__Available records__.
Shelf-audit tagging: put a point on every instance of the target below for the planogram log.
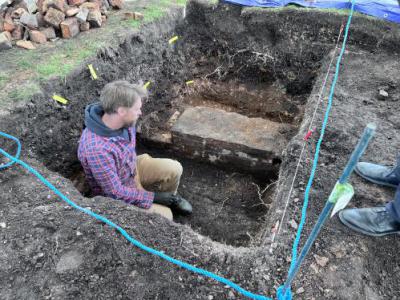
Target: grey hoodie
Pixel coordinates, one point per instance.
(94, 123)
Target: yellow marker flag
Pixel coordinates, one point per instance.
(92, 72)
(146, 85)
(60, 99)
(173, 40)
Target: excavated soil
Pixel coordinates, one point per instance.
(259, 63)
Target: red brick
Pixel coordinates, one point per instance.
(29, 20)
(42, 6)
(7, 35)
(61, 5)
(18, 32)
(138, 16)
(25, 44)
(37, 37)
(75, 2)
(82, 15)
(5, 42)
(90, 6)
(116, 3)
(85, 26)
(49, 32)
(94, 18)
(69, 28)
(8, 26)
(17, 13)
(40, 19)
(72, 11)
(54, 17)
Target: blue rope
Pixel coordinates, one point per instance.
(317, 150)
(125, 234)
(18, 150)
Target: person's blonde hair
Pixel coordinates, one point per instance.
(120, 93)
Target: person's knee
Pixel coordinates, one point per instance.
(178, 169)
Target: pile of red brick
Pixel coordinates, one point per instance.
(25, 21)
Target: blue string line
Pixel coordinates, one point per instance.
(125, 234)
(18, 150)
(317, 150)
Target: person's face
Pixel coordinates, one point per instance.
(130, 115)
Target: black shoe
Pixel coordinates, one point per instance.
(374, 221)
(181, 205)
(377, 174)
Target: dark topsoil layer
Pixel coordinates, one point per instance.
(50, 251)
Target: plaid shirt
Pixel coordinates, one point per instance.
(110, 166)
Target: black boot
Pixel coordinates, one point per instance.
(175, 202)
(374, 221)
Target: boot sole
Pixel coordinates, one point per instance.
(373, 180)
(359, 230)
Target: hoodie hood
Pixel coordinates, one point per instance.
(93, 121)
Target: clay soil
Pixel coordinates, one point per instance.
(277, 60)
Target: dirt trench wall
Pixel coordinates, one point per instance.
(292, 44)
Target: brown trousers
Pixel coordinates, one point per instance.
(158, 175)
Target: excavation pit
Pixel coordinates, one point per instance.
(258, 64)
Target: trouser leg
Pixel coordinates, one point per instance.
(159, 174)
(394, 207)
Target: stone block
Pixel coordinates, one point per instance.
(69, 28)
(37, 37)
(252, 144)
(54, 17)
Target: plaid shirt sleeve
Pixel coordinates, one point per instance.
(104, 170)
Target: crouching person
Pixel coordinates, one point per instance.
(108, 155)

...

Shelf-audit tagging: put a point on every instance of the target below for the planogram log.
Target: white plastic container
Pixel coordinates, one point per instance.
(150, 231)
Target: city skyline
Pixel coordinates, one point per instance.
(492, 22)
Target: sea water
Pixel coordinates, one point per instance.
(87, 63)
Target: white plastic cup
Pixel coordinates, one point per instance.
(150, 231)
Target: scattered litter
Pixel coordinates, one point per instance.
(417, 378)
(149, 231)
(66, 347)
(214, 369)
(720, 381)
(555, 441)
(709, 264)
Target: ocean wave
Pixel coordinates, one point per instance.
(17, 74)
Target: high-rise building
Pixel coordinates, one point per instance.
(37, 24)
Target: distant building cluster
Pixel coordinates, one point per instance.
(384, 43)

__Set problem__.
Pull out every row above that contains the string "person", copying each such row in full. Case counts.

__Task solution__.
Target: person's blonde hair
Target: person's knee
Target: person's face
Target: crouching person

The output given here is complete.